[Annotated photo localization data]
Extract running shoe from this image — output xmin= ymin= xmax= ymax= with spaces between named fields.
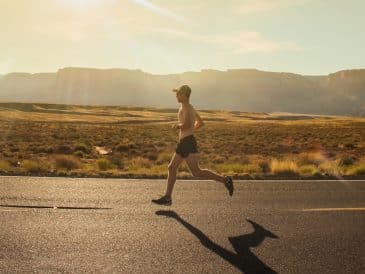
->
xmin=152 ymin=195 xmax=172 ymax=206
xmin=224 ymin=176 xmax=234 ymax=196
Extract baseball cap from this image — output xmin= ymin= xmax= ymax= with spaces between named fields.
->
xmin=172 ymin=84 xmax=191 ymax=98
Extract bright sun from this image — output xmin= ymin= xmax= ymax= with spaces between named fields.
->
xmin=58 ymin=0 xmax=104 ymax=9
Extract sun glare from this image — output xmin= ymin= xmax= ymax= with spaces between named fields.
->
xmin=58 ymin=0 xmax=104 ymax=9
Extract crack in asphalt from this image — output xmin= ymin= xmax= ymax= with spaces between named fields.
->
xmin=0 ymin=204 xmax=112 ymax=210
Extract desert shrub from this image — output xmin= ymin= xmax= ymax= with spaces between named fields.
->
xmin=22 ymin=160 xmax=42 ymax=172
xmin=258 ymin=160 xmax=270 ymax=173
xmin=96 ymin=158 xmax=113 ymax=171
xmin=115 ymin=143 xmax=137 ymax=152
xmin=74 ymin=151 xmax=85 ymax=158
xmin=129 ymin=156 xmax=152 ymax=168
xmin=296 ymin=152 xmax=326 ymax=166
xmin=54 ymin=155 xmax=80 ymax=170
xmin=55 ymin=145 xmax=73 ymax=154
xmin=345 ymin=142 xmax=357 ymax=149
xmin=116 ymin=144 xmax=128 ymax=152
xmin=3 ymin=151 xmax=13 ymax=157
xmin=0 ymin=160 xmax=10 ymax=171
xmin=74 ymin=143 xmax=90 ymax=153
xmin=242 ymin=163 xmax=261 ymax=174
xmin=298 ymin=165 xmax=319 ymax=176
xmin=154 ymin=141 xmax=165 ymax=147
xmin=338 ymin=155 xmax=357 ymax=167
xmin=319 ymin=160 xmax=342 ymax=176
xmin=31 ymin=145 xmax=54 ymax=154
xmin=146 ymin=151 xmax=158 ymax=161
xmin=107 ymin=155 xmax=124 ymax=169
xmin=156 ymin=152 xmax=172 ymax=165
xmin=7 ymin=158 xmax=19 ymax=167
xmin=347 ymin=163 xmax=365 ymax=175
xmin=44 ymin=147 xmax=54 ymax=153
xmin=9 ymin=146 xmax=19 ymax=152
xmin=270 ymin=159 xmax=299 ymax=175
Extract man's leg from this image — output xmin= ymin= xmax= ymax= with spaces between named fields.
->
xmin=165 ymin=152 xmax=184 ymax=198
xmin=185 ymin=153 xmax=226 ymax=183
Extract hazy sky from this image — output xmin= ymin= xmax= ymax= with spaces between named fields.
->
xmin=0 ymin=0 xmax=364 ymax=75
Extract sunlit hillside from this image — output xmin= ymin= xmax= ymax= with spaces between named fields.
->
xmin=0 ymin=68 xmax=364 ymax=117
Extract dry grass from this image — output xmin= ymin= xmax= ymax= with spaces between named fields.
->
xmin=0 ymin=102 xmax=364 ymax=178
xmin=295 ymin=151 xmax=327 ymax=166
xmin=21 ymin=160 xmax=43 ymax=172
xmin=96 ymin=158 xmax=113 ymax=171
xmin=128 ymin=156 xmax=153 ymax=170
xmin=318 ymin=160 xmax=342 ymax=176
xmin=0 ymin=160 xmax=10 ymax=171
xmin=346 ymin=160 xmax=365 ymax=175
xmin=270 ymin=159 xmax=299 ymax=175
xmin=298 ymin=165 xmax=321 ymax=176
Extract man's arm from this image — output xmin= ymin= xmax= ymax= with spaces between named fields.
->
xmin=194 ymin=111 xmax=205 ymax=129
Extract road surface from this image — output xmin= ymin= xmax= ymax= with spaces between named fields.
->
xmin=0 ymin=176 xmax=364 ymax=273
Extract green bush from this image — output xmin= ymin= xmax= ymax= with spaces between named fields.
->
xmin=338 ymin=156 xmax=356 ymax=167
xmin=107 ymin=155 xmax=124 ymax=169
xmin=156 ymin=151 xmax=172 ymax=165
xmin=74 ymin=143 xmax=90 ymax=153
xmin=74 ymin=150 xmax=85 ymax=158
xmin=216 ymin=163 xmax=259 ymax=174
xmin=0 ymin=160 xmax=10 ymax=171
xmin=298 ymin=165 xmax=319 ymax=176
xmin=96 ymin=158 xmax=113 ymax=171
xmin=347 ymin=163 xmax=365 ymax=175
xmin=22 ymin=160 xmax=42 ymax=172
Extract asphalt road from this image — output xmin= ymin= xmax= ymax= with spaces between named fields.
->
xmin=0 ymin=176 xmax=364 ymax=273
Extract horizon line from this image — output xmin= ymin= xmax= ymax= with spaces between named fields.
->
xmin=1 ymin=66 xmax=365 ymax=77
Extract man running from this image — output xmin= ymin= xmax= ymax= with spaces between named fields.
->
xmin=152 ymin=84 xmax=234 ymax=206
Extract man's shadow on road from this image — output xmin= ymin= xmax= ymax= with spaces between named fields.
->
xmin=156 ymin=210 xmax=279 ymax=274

* * *

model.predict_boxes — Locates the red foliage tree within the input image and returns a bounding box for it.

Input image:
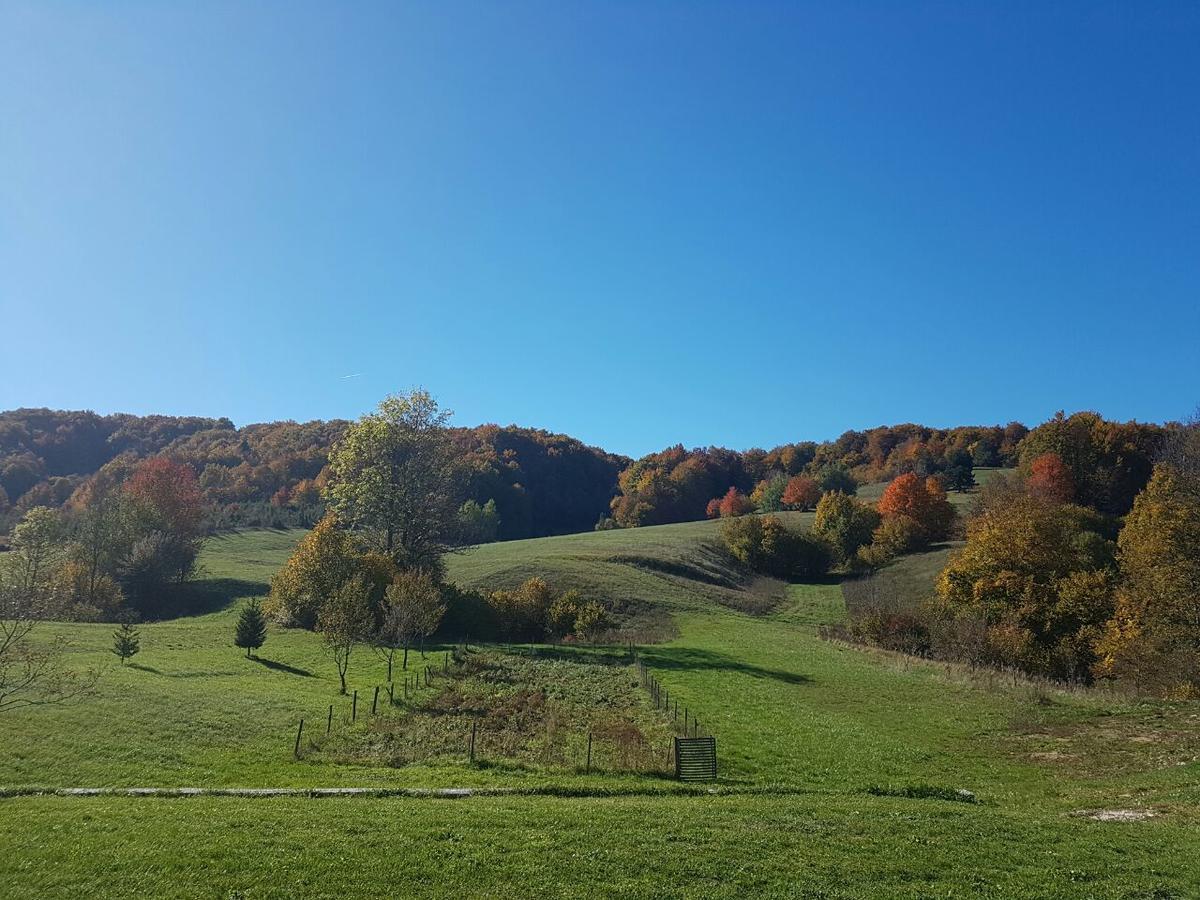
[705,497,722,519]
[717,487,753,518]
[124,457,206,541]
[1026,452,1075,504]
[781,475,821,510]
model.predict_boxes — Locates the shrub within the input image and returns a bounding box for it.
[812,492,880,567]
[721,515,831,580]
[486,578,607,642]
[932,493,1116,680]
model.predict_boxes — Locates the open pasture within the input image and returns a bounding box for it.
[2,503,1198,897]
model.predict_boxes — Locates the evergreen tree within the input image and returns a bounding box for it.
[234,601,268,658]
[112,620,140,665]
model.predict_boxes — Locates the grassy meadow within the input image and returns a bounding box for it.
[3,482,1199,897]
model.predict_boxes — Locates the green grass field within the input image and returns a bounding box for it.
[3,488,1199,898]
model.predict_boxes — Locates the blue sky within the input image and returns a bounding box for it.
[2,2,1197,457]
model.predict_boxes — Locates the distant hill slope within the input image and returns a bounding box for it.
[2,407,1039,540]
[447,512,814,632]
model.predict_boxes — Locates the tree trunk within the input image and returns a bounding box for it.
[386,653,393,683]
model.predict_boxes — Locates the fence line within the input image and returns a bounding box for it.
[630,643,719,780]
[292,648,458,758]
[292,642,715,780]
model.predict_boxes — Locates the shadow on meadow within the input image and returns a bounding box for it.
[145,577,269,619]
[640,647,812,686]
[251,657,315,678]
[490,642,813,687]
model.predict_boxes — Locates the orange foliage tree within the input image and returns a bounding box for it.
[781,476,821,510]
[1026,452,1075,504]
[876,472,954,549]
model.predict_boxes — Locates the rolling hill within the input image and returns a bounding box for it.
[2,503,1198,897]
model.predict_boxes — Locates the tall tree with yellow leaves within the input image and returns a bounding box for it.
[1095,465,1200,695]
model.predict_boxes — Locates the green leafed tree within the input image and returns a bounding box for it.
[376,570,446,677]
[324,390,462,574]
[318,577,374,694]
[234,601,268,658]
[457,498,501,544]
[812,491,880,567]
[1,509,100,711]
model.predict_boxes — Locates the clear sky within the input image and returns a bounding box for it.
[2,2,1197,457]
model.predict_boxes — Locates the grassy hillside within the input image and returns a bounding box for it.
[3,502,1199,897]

_PROBLEM DETAILS_.
Copy the lines above that hold the word "asphalt".

_OUTPUT OF THE EXERCISE_.
Extract crack in asphalt from this image — output xmin= ymin= xmax= ymax= with spaces between named fields.
Extract asphalt road from this image — output xmin= ymin= xmax= ymax= with spaces between named fields.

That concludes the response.